- [JOB]
Tally the lines of the listing that contain the string "range", treating case as significant, and give only the number.

Image point annotation listing
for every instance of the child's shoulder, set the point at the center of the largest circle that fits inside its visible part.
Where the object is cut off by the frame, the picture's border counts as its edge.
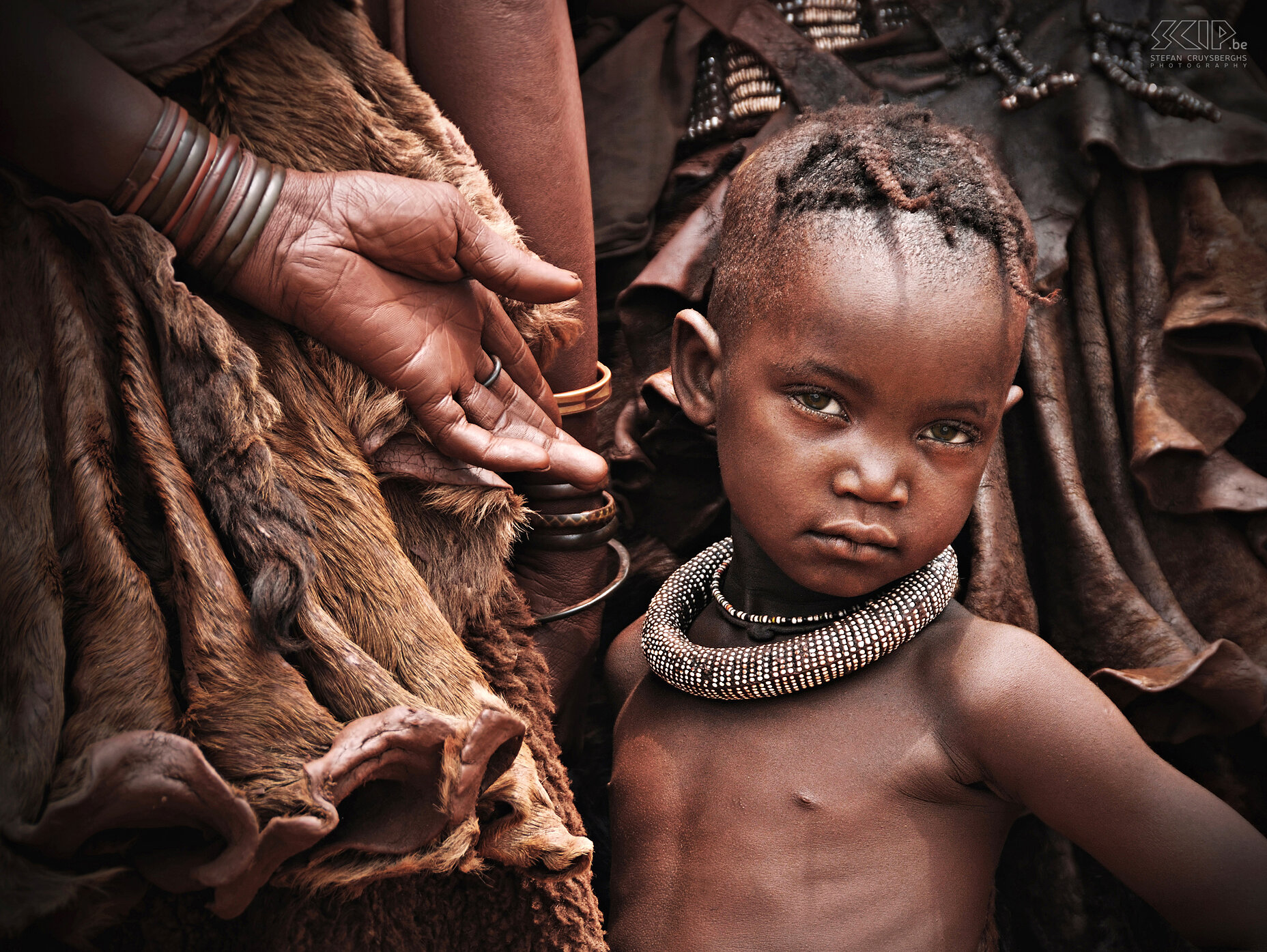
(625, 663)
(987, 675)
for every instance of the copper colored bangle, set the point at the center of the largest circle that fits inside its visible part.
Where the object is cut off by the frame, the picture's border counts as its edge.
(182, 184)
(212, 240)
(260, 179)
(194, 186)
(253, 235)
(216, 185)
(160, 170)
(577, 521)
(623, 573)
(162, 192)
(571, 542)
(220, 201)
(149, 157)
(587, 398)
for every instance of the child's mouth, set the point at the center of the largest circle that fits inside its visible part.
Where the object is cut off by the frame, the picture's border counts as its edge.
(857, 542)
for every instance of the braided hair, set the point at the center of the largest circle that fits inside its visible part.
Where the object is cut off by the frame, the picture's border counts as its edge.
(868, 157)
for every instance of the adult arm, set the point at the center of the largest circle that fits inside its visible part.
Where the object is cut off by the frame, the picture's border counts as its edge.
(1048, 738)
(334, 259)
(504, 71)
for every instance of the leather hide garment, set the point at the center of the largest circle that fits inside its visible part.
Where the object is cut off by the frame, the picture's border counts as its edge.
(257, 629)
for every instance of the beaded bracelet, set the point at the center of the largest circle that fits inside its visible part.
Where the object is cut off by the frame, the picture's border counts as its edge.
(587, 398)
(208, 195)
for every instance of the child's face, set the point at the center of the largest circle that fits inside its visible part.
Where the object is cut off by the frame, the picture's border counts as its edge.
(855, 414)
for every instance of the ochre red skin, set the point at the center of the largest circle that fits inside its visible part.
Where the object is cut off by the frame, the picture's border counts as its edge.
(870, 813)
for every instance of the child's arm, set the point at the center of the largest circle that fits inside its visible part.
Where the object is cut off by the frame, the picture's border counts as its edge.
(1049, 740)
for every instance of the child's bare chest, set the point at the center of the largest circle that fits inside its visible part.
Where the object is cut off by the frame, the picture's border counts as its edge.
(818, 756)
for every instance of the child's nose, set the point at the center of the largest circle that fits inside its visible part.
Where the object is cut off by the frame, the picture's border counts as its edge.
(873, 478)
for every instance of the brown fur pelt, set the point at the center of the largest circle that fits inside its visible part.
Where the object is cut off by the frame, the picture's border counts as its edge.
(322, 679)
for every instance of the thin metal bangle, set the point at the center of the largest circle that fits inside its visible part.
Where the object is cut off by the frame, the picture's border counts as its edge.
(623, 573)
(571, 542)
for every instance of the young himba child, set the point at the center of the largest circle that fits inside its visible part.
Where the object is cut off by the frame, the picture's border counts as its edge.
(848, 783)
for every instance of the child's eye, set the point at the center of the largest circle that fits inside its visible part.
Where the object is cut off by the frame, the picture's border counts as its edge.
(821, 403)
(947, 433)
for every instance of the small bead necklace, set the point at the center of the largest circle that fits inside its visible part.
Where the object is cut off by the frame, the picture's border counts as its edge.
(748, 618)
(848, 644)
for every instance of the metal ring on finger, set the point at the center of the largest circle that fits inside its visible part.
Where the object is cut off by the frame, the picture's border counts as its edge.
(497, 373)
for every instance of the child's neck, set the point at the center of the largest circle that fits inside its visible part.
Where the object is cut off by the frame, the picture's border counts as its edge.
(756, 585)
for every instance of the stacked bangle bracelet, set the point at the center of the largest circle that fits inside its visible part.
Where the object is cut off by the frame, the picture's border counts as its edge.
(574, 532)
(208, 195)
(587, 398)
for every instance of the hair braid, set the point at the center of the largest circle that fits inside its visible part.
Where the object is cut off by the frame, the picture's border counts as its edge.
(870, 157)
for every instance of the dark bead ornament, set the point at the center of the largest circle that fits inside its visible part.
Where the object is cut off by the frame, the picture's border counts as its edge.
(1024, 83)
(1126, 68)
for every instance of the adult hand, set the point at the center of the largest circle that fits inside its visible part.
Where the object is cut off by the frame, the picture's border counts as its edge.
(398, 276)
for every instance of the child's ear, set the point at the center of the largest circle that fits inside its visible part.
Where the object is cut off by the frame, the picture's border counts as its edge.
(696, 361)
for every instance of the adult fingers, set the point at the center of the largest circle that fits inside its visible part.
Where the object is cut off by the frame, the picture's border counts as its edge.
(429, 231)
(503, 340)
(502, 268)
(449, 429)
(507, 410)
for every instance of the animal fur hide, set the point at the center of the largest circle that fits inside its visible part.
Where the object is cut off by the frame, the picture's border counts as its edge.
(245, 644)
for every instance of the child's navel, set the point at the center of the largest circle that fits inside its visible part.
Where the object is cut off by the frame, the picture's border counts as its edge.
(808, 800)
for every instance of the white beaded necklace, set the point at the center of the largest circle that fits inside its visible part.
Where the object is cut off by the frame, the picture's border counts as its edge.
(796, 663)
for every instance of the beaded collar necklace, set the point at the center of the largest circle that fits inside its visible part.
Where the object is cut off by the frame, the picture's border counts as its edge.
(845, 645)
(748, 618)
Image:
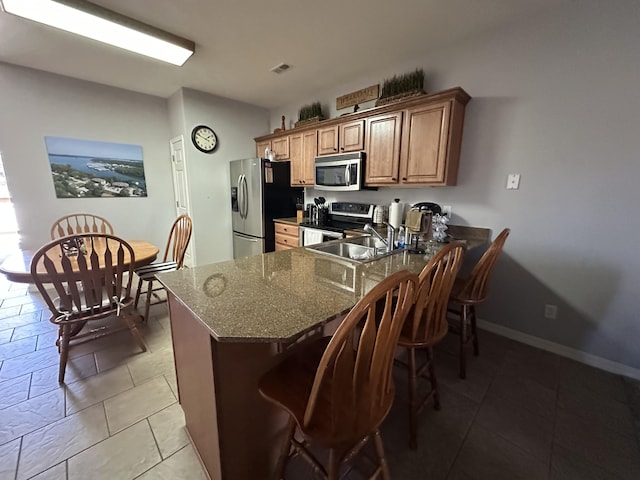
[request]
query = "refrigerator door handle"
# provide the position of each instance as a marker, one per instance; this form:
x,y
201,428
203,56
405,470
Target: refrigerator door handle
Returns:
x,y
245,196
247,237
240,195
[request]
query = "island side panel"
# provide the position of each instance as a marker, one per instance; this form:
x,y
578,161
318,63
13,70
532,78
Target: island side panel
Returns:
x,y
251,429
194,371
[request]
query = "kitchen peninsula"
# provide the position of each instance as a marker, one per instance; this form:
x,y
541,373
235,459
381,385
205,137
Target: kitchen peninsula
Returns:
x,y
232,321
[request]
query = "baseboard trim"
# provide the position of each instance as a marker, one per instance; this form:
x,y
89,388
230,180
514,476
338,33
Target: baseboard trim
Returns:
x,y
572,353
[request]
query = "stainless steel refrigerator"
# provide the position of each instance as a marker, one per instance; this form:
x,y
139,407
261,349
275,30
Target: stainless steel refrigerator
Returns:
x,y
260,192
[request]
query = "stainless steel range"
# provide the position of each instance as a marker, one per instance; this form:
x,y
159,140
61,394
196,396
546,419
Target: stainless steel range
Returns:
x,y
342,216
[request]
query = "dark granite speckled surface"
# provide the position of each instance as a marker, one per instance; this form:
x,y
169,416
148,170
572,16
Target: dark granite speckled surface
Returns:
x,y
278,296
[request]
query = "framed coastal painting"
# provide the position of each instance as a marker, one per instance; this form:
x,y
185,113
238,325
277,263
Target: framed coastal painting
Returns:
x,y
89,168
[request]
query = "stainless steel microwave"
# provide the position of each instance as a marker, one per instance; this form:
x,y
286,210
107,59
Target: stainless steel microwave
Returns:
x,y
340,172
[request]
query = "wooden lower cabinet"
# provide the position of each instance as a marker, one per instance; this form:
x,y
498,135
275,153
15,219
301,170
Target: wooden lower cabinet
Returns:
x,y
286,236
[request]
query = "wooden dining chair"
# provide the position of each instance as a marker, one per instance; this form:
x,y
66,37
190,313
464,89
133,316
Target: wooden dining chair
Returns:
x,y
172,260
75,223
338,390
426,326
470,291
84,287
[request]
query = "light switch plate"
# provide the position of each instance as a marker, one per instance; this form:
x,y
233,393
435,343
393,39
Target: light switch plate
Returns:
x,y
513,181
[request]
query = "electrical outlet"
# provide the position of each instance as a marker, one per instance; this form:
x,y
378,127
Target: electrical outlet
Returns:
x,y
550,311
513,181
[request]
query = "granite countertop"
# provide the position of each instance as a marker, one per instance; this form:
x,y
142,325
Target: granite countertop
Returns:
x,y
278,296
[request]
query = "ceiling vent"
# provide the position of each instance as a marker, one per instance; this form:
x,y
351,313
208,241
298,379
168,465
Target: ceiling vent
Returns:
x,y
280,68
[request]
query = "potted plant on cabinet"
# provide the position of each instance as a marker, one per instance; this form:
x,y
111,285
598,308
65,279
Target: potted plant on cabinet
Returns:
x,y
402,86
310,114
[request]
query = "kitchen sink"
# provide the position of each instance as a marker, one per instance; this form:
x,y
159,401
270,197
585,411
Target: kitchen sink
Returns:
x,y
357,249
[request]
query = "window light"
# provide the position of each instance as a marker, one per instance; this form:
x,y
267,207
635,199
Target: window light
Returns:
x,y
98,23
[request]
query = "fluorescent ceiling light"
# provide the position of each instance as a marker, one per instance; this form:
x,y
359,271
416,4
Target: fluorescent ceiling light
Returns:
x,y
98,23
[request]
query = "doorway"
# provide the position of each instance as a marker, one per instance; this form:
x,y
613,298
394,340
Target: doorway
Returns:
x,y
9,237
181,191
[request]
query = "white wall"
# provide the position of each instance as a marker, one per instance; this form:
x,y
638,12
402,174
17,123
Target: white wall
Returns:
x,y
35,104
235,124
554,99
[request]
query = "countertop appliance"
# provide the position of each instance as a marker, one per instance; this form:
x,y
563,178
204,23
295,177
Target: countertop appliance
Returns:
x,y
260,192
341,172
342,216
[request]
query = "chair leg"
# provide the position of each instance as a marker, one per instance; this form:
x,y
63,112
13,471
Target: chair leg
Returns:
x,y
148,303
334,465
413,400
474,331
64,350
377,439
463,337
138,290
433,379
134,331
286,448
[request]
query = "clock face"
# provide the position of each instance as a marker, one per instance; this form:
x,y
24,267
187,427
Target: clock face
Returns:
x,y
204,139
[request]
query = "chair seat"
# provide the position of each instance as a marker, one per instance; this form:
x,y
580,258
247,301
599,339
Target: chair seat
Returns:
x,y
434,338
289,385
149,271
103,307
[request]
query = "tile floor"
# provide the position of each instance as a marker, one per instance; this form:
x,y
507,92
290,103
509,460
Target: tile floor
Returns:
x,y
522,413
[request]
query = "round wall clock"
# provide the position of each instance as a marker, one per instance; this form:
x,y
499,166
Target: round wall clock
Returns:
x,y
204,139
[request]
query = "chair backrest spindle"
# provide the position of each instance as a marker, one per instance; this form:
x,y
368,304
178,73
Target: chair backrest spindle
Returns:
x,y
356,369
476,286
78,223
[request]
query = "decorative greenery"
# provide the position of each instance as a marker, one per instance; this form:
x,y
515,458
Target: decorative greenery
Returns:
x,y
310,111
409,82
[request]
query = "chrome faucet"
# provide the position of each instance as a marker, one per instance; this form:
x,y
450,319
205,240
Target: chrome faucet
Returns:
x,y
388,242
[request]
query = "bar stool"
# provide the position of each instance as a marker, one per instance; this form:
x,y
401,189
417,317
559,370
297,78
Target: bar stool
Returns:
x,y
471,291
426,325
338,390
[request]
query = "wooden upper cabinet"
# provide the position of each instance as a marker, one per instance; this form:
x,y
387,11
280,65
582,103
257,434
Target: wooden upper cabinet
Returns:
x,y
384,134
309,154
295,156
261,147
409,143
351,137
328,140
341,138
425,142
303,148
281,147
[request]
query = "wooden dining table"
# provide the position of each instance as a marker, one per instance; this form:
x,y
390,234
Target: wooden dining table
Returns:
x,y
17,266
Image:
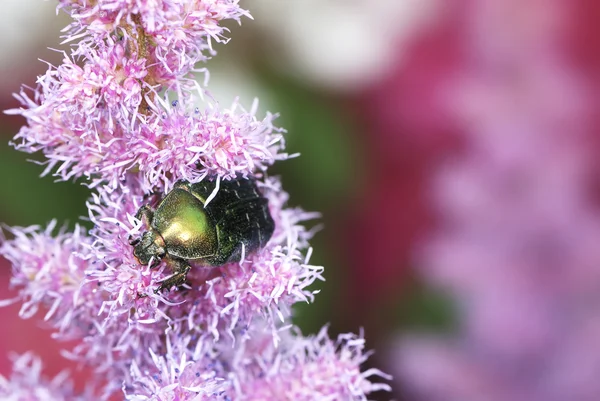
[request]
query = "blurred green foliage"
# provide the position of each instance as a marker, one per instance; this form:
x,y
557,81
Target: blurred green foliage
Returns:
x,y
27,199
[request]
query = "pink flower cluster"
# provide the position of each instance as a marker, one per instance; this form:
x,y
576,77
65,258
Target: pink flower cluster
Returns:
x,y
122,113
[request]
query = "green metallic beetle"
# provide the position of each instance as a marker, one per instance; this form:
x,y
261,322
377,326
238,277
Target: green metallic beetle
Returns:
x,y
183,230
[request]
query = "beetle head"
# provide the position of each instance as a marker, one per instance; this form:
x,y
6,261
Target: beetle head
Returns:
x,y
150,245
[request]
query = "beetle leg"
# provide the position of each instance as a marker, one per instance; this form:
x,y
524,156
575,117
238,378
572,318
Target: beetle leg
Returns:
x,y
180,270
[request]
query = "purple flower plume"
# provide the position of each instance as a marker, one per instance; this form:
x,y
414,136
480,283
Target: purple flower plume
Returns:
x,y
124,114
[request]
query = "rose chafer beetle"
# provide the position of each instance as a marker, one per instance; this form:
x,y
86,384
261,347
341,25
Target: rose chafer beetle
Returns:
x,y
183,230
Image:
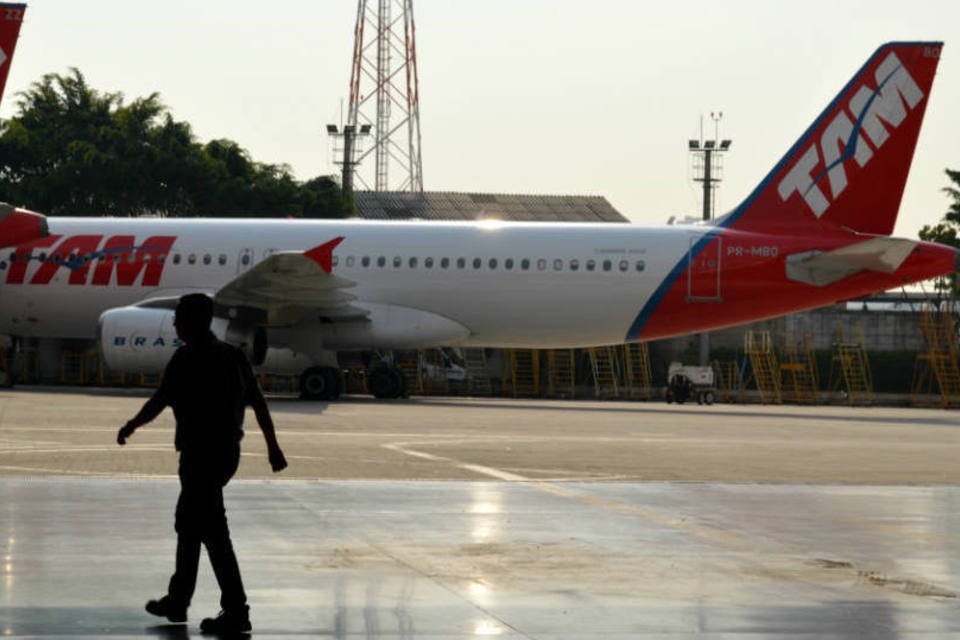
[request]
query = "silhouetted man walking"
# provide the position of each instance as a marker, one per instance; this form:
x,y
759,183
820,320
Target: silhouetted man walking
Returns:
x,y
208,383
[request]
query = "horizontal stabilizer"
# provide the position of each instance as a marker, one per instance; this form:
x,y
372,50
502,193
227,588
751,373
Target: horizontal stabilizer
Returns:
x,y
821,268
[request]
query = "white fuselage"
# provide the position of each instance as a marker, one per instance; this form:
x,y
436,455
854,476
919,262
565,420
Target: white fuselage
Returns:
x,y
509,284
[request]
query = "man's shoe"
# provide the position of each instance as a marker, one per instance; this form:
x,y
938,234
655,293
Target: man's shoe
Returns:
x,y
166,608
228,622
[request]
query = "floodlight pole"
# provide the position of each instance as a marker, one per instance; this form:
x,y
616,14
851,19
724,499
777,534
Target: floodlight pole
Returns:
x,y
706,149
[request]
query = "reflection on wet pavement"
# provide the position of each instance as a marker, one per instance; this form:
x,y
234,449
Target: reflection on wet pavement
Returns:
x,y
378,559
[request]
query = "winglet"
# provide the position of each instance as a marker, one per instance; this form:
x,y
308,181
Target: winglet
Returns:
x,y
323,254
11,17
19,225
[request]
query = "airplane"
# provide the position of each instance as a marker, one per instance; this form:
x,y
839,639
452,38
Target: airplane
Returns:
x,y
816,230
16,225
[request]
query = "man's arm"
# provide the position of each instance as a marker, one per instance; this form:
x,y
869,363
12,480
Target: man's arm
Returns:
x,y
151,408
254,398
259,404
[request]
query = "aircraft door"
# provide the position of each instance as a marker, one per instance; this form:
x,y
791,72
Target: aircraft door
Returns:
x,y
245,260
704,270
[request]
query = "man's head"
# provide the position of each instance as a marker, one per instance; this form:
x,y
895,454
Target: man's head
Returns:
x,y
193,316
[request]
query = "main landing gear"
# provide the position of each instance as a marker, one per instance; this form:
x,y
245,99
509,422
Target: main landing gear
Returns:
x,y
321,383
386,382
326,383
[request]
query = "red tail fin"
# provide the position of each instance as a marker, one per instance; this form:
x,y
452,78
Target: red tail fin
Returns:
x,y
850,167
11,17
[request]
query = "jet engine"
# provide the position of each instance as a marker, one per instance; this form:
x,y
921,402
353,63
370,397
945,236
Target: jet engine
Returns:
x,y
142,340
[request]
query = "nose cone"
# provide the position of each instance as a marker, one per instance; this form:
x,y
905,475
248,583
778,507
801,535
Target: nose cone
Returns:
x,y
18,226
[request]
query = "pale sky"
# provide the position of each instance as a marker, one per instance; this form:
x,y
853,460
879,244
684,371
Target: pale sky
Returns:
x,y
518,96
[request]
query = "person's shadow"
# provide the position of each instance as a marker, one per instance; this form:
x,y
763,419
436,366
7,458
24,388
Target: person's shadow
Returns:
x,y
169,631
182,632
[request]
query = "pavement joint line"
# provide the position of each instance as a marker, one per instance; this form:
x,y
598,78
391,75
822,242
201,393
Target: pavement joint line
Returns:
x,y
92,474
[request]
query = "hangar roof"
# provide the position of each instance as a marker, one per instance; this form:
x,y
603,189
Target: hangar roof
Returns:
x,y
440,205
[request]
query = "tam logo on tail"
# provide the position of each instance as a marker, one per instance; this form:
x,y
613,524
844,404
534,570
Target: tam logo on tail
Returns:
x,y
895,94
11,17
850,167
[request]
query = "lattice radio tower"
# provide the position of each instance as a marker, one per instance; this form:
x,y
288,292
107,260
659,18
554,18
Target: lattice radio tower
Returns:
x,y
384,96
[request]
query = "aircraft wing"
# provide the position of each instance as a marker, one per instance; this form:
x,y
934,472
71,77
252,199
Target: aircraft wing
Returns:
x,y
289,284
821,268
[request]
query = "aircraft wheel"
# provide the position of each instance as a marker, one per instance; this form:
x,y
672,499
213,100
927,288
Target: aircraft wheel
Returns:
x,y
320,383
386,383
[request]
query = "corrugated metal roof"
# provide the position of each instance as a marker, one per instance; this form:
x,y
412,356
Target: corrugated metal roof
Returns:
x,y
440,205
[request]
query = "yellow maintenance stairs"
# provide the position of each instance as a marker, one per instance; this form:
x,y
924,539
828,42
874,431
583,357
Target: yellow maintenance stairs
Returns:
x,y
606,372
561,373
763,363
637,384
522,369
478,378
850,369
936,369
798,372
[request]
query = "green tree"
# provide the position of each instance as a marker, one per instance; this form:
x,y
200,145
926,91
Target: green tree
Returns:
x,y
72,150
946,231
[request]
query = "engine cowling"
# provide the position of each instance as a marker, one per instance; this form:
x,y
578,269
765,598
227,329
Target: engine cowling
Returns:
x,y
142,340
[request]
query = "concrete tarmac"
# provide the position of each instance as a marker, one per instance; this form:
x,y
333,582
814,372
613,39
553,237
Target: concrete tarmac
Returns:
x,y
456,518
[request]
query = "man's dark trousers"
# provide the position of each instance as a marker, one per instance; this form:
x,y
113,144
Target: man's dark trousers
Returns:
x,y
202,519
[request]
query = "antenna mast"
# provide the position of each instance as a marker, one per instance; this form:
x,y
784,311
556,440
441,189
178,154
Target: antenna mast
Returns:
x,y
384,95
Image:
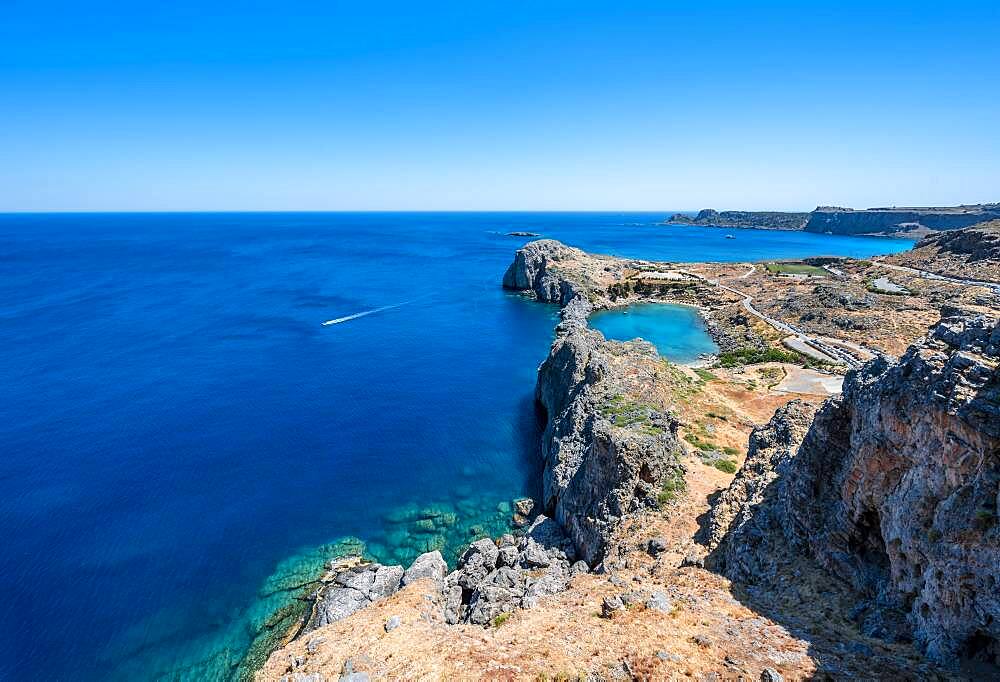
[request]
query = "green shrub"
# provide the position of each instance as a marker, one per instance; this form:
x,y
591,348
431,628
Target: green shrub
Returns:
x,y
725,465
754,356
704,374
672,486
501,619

- [WRITTEN ANSWER]
2